#### [Exercise]
Each line holding the word "fruit" must appear in the answer, copied from the entries.

Referring expression pointing data

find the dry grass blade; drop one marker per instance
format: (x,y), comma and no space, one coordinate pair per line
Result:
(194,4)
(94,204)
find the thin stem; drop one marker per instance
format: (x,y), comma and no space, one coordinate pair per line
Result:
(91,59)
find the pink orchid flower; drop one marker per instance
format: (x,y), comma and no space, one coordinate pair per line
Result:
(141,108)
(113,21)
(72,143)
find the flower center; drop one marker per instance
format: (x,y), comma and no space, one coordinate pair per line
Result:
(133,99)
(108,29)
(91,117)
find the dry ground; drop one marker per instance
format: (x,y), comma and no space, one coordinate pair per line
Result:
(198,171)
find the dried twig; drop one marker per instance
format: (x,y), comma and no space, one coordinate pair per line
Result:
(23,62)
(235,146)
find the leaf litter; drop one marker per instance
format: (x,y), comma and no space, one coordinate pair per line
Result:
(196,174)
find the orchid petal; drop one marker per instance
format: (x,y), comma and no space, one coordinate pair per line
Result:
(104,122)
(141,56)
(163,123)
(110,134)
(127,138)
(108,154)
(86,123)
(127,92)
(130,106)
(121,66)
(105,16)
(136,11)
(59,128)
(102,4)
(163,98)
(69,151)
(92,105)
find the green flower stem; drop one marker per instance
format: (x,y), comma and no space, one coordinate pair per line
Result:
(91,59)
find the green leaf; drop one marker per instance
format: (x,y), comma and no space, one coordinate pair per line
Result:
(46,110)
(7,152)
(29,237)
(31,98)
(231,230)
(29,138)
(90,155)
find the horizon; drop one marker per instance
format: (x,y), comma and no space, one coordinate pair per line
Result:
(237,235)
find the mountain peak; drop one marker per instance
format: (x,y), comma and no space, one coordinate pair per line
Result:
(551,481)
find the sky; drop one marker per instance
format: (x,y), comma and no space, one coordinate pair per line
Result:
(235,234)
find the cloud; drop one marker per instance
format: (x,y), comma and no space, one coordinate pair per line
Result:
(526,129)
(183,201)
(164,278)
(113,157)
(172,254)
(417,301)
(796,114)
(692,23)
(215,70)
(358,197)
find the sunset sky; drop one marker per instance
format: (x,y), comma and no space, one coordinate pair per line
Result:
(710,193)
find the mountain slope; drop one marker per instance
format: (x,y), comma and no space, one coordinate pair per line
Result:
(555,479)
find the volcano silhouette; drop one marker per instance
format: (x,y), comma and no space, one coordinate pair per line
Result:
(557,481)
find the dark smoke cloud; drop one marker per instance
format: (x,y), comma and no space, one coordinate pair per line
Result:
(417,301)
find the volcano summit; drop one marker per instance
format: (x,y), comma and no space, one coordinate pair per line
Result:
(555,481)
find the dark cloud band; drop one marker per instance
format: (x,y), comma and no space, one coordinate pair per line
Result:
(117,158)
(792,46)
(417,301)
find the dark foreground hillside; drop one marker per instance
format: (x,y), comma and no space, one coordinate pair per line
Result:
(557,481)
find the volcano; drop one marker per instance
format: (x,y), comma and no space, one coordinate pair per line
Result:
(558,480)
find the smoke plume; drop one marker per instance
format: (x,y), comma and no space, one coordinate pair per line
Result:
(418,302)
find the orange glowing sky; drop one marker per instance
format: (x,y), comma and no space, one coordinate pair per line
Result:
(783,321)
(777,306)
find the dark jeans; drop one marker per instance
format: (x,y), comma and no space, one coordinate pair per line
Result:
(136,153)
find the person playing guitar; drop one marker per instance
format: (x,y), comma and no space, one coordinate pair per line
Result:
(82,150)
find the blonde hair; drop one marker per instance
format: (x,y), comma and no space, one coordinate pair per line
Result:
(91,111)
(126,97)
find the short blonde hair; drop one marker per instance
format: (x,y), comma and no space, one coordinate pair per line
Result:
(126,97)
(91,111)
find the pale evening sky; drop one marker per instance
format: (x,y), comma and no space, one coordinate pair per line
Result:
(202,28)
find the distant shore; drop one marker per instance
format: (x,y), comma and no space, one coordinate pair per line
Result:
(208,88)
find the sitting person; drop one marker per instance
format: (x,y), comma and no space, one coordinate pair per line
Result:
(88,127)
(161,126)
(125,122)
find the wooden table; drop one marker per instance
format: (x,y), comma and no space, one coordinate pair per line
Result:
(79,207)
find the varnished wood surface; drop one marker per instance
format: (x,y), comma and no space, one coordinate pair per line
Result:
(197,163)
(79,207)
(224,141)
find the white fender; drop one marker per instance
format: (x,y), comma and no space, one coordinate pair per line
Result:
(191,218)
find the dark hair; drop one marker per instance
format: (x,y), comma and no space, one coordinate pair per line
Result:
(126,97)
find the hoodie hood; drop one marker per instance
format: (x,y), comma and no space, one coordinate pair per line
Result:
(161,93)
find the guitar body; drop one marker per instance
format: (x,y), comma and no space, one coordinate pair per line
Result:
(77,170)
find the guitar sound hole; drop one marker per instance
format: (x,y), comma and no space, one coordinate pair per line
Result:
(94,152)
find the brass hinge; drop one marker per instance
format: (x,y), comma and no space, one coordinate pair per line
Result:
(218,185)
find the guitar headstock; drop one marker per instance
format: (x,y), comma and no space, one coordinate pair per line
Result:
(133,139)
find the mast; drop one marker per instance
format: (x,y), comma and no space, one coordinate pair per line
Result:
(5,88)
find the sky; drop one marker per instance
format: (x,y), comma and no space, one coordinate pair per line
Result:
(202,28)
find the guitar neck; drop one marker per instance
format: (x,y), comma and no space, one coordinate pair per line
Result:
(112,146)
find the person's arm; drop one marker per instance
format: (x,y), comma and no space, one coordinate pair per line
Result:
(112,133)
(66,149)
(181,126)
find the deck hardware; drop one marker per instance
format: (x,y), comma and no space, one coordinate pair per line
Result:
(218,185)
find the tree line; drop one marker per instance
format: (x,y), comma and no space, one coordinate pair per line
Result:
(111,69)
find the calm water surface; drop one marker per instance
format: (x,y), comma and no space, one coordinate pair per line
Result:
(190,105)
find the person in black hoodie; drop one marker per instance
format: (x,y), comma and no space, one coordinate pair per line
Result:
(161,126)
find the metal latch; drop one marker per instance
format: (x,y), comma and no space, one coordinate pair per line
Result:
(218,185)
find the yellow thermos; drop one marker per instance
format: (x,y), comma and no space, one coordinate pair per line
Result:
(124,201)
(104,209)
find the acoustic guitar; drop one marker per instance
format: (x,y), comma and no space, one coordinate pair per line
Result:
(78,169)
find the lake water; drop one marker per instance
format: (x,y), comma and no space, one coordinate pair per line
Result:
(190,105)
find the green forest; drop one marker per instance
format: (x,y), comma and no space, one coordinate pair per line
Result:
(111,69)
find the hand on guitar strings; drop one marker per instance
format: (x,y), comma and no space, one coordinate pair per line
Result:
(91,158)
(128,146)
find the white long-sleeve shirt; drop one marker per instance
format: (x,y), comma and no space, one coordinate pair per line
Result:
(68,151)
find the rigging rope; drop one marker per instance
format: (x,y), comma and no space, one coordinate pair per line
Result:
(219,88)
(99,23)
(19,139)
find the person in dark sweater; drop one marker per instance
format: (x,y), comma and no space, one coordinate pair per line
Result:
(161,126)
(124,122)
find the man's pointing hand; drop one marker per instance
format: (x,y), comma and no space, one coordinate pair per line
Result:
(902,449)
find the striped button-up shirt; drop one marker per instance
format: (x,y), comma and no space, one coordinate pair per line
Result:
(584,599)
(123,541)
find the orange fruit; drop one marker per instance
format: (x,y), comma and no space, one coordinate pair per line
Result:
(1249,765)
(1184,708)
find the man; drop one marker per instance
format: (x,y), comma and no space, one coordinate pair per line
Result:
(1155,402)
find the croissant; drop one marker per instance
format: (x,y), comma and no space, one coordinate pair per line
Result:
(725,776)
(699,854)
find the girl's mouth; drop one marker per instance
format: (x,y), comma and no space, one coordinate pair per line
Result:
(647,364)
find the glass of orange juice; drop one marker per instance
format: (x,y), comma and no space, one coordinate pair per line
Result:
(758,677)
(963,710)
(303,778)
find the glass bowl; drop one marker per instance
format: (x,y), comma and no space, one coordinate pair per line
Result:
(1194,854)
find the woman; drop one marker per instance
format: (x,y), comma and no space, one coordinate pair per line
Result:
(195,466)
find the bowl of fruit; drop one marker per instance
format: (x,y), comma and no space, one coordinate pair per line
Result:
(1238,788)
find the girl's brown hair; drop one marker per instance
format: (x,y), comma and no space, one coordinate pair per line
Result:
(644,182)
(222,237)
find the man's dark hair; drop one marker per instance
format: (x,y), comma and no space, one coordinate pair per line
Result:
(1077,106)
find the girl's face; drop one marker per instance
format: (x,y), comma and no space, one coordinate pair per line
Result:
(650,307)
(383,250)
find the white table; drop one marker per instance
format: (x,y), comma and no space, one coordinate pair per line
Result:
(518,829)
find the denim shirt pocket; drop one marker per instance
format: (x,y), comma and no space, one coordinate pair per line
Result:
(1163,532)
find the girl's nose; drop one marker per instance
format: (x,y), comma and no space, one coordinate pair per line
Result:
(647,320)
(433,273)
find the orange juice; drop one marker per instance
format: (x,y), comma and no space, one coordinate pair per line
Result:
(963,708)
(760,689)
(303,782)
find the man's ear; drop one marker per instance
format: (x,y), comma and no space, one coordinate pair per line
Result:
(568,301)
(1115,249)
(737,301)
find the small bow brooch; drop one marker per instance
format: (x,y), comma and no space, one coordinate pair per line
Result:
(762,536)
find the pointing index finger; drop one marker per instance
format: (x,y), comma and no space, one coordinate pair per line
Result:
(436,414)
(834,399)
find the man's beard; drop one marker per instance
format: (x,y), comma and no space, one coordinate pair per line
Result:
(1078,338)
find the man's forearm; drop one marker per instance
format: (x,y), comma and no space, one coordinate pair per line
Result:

#### [Answer to the exercise]
find the orange fruit; drop one marker per instance
find the bowl of fruit; drop one marker per instance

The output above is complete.